### PASSAGE SHOWN
Reporting statutes rely on and are designed to encourage reports of elder abuse. A number of reasons have been given for this underreporting.
One potential source of reports is the victims themselves. As noted, victims are relatively unlikely to report financial abuse (Choi and Mayer, 2000; Kleinschmidt, 1997; National Center on Elder Abuse, 1998; Podnieks, 1992), reportedly more so than for other forms of elder abuse (Podnieks, 1992). Not surprisingly, one set of reasons for underreporting focuses on the characteristics of the victimized elder person. For example, the elder person may be embarrassed at falling victim to financial exploitation and may desire to avoid looking like a person who was too trusting (Coker and Little, 1997; Dessin, 2000; Hwang, 1996; Nerenberg, 2000c; Wilber and Reynolds, 1996). Similarly, elder persons may not want to report the financial abuse for fear it will suggest that they are having problems managing their affairs and provide a rationale for placement in a nursing home or the institution of a guardianship (Hwang, 1996; Nerenberg, 2000c). The elder person may also fear change and prefer the status quo, regardless of its deleterious nature (Dessin, 2000).
Elder persons may hold a view that some level of abuse is normal. For example, they may have a self-identity that they are weak or undeserving or a burden to others and thus may expect to be taken advantage of by others (Dessin, 2000). Alternatively, they may have prior experience living in an abusive environment where they witnessed abuse, were abused, or abused others and thus do not consider it abnormal (Dessin, 2000).
Because victims are often induced to cooperate in their own exploitation, they may believe that they are fully or partially to blame for their victimization (Nerenberg, 2000c). Alternatively, if the financial abuse has an impact on other family members, elder persons may be blamed for or feel responsible for the consequences (Deem, 2000). They may also be concerned that they will become a burden to their family as a result (Hwang, 1996).
The elder person may not realize that abuse occurred or that financial abuse is a crime that can be reported (Coker and Little, 1997; Deem, 2000; Wilber and Reynolds, 1996). Elder persons may also have an impairment that prevents them from reporting the abuse or from recognizing its existence (Dessin, 2000; Gordon, 1986; Smith, 1999).

### PROBLEM TO WORK ON
Answer these questions using the passage about underreporting of elder financial abuse.
(a) What does the passage name as one potential source of reports?
(b) What might elder persons fear a report of financial abuse would provide a rationale for?
(c) According to the passage, why may victims believe they are fully or partially to blame for their victimization?
Rely only on the passage about underreporting of elder financial abuse.

### RAW DATA
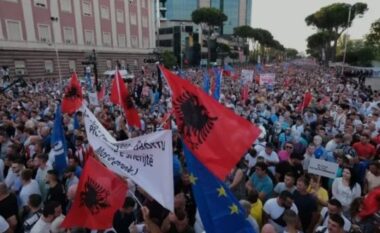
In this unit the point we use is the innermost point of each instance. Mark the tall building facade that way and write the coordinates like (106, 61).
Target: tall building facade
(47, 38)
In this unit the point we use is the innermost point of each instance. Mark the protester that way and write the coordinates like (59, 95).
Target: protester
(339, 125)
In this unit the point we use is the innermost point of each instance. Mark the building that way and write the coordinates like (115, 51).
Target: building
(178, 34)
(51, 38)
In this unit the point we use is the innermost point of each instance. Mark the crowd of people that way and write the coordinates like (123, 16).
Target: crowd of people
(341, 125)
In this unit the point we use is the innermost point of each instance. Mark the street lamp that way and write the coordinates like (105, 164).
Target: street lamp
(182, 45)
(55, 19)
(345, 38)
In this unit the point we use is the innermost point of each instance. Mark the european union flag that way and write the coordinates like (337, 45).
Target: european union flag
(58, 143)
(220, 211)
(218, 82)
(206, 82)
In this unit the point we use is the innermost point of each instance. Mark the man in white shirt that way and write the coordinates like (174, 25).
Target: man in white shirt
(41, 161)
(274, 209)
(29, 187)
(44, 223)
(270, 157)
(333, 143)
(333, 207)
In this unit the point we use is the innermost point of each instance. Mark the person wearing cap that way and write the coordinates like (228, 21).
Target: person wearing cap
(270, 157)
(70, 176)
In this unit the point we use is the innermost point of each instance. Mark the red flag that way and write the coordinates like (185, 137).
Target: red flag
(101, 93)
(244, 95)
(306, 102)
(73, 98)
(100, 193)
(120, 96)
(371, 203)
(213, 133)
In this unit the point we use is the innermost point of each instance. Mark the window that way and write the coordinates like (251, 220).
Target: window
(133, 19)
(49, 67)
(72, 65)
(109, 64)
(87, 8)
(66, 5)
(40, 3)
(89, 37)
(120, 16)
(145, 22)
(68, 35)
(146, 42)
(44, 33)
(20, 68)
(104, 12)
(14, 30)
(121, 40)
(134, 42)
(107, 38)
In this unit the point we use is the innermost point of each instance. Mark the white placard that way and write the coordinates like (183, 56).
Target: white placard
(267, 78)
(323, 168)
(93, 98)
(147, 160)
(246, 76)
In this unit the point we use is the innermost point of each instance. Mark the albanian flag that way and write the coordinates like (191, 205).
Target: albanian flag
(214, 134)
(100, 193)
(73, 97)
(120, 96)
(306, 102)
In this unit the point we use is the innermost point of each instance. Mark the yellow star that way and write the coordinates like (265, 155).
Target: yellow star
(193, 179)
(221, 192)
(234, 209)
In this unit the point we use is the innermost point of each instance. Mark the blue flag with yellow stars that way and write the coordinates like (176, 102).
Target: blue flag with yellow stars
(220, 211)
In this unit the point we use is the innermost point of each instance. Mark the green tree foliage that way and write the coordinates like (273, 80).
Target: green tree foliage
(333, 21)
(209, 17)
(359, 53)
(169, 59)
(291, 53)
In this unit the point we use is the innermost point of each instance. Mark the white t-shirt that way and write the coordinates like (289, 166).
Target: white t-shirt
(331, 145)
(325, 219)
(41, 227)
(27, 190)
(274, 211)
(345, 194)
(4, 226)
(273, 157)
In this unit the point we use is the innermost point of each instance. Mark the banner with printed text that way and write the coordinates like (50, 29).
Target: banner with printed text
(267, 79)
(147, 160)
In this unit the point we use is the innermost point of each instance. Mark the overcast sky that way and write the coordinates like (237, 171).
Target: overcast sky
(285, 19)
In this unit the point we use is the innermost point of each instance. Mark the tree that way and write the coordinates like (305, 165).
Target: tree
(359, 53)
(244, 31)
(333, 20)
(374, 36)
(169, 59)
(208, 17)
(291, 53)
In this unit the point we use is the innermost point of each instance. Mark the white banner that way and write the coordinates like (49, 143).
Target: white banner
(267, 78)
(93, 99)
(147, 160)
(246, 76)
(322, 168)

### ANSWER TO THE PROBLEM
(a) The victims themselves.
(b) Placement in a nursing home or the institution of a guardianship.
(c) Because victims are often induced to cooperate in their own exploitation.